Extrait de texte.
════════════════
L'intense épisode orageux qui a frappé les Hauts-de-France dimanche a été marqué par la formation de plusieurs tornades. Des phénomènes certes localisés mais dont il ne faut pas minorer la violence, alerte Élodie Callac, météorologue de Météo France.

Article rédigé par Valentine Joubin
Radio France
Publié
Temps de lecture : 5min
Des habitants de Bihucourt (Pas-de-Calais) marchent à travers les débrits de bâtiments détruits après le passage d'une tornade, lundi 24 octobre 2022. (SAMEER AL-DOUMY / AFP)
════════════════
Données fournies.

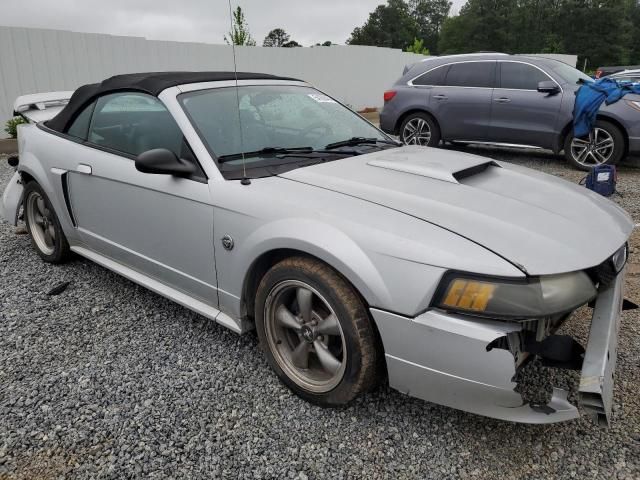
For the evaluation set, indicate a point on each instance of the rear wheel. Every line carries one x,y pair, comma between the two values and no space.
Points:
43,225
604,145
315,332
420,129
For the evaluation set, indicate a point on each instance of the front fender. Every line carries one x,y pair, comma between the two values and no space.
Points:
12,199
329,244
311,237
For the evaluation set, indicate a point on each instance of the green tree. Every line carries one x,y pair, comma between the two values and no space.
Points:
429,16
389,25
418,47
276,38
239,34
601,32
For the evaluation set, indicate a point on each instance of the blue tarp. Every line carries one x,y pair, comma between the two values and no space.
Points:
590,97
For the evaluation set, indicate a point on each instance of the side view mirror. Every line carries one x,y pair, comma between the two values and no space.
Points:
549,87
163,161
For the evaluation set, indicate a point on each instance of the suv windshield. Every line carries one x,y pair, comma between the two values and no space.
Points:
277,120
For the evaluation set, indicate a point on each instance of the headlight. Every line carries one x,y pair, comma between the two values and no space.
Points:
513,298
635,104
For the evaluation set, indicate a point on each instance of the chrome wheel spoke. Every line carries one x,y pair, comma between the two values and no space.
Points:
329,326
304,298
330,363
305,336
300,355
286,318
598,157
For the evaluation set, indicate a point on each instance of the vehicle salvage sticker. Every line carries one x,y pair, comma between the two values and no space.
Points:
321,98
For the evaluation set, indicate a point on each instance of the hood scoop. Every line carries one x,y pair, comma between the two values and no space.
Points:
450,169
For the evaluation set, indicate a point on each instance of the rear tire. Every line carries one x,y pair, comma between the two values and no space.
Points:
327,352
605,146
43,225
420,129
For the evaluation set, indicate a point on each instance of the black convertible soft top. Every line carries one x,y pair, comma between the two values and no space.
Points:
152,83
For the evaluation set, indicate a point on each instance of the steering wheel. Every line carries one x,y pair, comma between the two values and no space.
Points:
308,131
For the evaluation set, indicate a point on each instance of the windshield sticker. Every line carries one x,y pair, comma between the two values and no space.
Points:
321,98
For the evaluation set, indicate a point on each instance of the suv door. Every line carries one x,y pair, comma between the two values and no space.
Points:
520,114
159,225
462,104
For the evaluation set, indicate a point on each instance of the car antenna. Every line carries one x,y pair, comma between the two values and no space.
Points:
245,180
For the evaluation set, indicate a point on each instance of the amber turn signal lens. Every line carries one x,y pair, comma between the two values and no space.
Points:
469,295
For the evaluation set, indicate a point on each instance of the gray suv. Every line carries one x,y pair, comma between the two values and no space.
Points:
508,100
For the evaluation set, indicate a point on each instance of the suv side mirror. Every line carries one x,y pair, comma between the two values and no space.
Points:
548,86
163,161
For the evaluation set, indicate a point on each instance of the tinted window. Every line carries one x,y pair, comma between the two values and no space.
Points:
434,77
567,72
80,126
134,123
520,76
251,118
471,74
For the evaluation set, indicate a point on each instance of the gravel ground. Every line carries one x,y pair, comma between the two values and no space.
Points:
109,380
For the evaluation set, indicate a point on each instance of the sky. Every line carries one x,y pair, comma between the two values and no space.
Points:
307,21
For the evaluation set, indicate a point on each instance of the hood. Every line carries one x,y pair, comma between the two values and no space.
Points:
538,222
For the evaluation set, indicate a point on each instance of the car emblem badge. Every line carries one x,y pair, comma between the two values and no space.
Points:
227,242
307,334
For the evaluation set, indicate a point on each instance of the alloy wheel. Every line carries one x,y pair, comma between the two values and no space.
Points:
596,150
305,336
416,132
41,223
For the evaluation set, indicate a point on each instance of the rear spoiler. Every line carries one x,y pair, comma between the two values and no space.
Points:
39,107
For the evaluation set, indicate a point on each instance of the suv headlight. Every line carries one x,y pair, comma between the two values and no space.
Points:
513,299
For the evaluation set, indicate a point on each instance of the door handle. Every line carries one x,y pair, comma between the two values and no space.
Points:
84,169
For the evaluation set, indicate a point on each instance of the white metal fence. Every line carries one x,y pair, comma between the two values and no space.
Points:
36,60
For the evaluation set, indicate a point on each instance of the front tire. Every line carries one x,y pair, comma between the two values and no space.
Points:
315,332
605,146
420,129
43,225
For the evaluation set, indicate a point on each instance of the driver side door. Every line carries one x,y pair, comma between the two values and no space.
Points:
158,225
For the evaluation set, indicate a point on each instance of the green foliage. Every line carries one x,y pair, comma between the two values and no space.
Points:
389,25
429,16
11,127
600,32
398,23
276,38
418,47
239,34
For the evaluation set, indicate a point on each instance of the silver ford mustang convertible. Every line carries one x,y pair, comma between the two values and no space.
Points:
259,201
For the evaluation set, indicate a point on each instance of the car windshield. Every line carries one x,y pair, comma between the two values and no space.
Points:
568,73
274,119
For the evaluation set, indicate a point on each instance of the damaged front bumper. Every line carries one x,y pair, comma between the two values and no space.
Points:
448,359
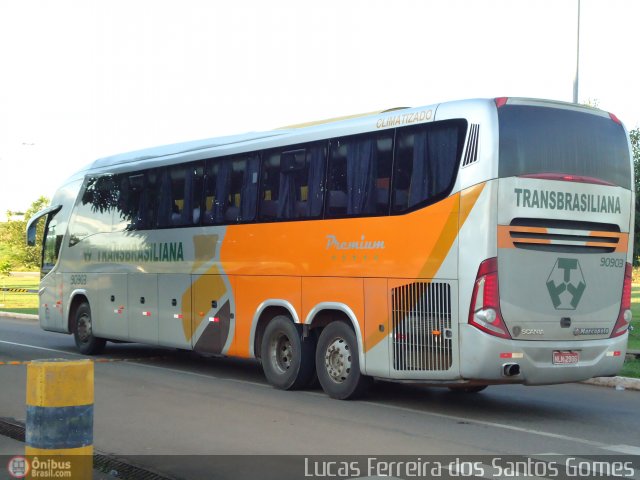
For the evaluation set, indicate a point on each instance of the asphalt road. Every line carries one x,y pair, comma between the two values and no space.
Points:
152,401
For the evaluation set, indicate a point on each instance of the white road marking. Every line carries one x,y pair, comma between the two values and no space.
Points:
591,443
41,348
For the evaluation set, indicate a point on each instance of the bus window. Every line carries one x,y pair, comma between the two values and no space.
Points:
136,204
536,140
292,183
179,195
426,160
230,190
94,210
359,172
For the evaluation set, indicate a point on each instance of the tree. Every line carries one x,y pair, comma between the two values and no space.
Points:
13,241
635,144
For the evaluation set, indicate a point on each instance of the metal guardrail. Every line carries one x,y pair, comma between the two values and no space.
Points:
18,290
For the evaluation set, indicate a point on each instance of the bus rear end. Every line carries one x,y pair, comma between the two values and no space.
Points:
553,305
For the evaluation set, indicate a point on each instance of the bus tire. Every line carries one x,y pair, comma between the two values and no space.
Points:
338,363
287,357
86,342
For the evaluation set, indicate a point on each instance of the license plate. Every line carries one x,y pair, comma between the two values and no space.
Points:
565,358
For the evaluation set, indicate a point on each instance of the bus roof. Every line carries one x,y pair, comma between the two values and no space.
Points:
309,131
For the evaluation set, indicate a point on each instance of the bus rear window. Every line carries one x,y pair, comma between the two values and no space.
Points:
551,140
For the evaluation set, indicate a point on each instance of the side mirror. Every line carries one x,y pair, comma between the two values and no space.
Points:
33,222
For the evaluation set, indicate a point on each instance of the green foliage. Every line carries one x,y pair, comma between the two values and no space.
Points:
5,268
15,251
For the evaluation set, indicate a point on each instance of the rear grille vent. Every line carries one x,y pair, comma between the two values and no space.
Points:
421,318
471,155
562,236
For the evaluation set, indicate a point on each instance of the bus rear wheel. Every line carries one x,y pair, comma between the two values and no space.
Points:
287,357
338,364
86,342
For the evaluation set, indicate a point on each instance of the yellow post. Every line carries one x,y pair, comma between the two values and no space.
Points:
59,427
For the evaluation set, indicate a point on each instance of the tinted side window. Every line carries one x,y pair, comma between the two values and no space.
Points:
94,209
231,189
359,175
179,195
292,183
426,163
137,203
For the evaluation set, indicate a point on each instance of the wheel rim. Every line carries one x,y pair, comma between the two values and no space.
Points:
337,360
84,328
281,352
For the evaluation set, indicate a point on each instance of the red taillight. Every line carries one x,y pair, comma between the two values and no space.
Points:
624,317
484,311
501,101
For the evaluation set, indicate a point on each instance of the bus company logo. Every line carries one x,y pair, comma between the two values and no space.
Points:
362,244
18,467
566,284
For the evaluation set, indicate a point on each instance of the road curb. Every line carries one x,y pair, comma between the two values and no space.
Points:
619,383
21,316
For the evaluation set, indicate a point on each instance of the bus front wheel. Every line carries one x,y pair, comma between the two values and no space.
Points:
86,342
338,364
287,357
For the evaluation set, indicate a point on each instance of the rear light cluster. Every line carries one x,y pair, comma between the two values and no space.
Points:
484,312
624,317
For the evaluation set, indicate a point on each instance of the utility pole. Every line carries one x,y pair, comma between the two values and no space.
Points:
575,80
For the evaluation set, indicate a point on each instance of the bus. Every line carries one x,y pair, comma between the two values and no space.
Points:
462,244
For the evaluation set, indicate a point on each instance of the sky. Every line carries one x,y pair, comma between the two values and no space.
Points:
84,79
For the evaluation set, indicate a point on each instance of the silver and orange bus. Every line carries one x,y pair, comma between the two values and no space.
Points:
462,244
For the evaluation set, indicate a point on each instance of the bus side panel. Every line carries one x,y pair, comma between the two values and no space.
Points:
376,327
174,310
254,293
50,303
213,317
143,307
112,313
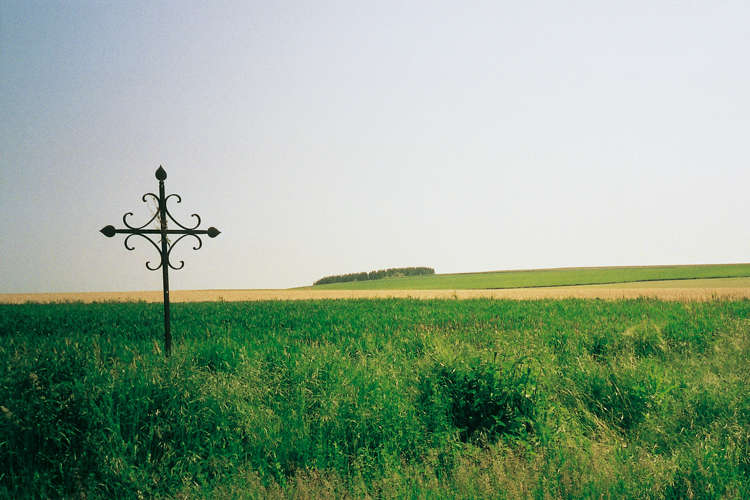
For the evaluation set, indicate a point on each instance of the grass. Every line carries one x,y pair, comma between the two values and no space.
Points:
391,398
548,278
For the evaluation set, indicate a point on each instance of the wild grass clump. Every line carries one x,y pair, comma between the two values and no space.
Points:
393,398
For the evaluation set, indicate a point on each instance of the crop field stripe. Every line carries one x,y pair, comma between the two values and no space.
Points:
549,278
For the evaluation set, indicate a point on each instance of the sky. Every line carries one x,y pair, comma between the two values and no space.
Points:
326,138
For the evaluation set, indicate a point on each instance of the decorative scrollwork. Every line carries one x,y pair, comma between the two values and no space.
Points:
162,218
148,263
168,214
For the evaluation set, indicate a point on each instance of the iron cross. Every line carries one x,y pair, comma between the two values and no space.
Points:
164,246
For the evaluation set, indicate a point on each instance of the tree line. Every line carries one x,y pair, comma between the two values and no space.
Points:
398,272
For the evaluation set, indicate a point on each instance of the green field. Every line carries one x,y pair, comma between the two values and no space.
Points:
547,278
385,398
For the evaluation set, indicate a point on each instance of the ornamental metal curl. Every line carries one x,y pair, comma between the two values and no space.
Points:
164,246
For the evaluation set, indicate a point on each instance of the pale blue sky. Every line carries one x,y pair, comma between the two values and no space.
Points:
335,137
════════════════
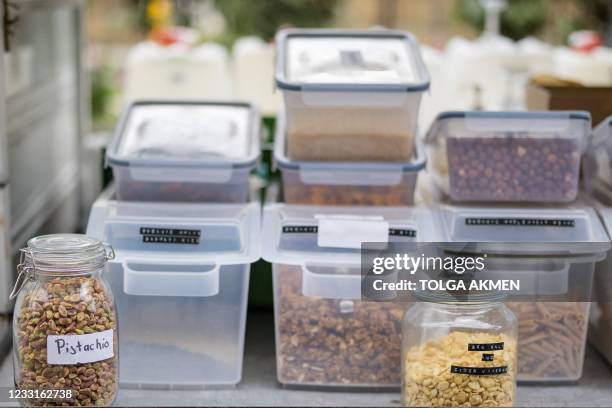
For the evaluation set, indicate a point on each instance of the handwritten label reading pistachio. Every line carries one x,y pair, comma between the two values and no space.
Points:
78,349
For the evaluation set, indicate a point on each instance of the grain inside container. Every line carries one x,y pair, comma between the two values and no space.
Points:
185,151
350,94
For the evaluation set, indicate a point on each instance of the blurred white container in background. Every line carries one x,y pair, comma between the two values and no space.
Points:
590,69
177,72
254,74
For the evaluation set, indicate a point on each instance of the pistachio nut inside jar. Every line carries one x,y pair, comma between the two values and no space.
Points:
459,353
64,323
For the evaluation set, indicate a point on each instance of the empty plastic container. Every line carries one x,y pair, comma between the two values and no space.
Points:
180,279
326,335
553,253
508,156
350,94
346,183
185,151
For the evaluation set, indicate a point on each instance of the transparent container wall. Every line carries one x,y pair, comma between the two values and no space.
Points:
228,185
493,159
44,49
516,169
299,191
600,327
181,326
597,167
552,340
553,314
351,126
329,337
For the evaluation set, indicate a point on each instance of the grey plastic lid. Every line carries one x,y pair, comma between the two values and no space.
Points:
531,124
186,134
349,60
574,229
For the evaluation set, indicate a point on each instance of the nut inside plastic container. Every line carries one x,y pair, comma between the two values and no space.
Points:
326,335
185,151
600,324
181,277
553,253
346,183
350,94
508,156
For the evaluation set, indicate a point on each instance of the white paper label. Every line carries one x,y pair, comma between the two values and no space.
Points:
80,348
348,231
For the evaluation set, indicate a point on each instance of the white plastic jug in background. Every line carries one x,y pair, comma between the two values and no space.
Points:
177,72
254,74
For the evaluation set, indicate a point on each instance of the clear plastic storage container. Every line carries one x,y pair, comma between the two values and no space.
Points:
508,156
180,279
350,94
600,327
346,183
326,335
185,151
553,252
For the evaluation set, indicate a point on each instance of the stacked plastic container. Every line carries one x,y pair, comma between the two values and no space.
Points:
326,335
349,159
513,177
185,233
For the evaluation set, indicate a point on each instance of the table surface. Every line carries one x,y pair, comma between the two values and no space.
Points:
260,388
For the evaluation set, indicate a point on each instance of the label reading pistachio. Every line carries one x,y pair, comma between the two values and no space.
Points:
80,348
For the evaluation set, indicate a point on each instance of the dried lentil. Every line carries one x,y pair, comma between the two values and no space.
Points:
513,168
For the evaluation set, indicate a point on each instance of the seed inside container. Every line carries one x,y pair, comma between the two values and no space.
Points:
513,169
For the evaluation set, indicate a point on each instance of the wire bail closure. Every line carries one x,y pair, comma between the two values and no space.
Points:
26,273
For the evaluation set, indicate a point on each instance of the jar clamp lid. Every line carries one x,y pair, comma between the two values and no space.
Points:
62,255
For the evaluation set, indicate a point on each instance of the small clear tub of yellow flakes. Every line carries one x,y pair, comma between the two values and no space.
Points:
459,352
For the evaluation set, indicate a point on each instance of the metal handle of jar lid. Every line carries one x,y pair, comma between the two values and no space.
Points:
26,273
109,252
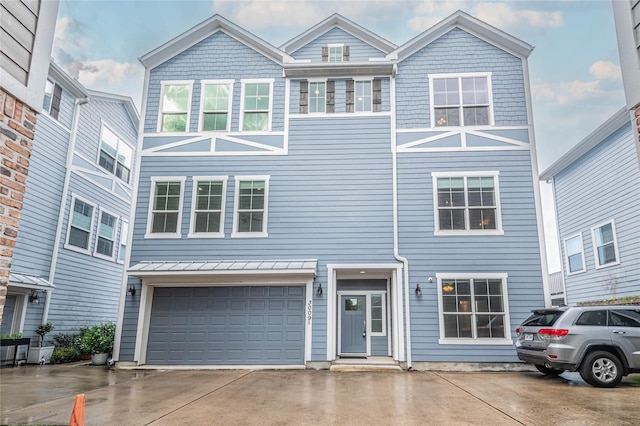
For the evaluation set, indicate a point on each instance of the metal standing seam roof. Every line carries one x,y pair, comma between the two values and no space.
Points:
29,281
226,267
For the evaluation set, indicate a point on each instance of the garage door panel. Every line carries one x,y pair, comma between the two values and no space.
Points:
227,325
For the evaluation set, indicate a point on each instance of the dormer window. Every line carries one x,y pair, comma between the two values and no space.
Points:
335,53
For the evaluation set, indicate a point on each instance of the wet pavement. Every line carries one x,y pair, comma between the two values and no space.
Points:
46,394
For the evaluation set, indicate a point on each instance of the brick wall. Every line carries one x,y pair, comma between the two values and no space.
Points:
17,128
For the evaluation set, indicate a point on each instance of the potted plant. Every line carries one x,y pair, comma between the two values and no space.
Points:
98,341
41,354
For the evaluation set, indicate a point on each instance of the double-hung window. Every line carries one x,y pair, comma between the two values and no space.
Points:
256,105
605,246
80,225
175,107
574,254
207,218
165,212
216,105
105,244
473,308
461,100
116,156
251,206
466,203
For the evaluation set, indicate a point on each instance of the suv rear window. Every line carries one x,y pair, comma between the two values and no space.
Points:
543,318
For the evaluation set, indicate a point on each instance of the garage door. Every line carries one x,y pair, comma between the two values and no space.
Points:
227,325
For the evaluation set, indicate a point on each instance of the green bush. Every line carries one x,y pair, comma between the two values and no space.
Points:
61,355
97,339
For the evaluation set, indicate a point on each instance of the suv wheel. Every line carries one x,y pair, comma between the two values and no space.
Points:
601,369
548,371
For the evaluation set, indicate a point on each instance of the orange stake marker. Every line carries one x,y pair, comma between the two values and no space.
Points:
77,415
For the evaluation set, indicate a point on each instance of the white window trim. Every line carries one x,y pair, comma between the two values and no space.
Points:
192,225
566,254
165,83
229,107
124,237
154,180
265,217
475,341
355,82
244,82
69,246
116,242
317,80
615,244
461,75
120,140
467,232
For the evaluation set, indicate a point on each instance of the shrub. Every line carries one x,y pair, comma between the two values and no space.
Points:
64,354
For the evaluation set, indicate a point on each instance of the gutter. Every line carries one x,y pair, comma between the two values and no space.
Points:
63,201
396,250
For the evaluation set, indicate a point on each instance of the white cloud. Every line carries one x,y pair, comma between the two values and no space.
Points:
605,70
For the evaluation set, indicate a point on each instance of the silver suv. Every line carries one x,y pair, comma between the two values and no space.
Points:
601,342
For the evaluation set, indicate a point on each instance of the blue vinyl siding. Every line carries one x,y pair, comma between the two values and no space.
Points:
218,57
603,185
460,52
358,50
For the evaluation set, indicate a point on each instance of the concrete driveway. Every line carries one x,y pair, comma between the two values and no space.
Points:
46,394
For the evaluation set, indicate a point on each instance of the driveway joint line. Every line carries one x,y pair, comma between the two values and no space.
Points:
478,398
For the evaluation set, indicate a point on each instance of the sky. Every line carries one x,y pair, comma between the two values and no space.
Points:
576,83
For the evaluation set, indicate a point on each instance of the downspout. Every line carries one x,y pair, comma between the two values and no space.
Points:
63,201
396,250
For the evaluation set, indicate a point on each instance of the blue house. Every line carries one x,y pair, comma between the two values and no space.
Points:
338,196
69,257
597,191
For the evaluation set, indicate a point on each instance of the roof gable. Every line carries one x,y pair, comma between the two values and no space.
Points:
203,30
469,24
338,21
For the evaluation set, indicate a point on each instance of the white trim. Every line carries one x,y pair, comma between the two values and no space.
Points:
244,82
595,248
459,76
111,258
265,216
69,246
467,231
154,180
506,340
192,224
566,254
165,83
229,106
════════════════
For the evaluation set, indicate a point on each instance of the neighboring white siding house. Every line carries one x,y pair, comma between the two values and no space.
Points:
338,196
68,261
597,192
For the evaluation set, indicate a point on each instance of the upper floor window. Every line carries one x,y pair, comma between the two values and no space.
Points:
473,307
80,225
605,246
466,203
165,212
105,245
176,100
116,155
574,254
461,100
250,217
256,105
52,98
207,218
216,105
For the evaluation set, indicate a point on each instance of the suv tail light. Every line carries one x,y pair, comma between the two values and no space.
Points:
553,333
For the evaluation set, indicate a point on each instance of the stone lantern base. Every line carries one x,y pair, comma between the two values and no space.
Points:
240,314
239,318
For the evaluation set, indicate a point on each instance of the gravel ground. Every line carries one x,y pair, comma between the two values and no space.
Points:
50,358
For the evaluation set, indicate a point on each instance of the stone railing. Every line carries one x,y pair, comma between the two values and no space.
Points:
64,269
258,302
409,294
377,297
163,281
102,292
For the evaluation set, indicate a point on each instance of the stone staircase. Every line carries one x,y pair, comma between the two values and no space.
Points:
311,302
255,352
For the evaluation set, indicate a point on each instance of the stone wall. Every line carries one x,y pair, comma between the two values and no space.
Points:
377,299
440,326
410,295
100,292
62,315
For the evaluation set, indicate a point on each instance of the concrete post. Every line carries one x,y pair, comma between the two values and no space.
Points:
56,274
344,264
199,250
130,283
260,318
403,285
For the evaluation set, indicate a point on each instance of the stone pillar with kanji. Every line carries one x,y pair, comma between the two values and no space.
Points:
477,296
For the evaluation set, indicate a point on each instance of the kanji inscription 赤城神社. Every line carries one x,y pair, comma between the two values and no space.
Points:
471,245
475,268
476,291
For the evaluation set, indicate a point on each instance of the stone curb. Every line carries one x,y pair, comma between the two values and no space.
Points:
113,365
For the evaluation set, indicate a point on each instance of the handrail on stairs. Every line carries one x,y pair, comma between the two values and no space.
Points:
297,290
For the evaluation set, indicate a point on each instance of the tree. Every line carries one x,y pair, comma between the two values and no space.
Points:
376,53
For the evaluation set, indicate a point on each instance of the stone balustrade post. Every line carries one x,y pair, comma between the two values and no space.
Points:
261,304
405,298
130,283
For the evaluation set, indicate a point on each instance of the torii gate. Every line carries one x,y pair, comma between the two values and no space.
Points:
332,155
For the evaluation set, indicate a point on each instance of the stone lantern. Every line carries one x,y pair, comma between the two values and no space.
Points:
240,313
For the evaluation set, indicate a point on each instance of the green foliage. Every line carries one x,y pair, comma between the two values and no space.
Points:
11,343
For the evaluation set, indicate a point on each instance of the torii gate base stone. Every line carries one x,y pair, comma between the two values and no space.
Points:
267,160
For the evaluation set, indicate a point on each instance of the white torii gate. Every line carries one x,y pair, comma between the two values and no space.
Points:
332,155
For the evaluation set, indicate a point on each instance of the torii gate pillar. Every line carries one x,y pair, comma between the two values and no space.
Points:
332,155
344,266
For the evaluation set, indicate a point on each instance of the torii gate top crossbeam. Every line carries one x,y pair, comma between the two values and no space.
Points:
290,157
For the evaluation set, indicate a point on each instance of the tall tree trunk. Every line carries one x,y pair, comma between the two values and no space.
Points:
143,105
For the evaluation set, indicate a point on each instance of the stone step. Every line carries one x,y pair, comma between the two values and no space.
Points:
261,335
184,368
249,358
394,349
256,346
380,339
════════════════
Consigne 1.
Dans l'article sur les tornades :
(a) Quelle région l'épisode orageux a-t-il frappé, et quel jour de la semaine ?
(b) Pour quel organisme Élodie Callac travaille-t-elle ?
(c) Dans quelle commune se trouvent les habitants mentionnés dans la légende de la photo ?
Consigne 2.
Poursuivez l'article sur les tornades des Hauts-de-France à partir de sa dernière phrase.
Les items forment un matériel distinct de l'article sur les tornades.

Réponse rédigée 1.
(a) Les Hauts-de-France, un dimanche.
(b) Météo France.
(c) Bihucourt, dans le Pas-de-Calais.

Réponse rédigée 2.
Des toitures éventrées, des maisons détruites et des familles à reloger... Plusieurs tornades ont causé d'importants dégâts dans le Pas-de-Calais et la Somme dimanche 23 octobre, sans faire de victimes. Des phénomènes de quelques minutes voire de quelques secondes, d'où la tentation d'utiliser des adjectifs tels que "petites tornades" ou "mini tornades". Mais ces expressions ont-elles une valeur scientifique et nous permettent-elles de mesurer l'importance de cet épisode orageux ? Nous avons interrogé Élodie Callac, météorologue et prévisionniste à Météo France.

Un phénomène localisé et court par définition

"Une tornade, c'est une colonne d'air tourbillonnante qui va se former sous un nuage d'orage, explique Élodie Callac. "Un tourbillon qui va se créer en forme d'entonnoir et qui est constitué par des gouttelettes d'eau (de la vapeur d'eau qui se condense), par les poussières et par les débris qu'elle aspire. Petit à petit ce tourbillon va venir rejoindre le sol. Et là on parle de tornade." Ces tourbillons se produisent généralement entre mai et octobre en France métropolitaine, la saison chaude, plus propice aux tornades.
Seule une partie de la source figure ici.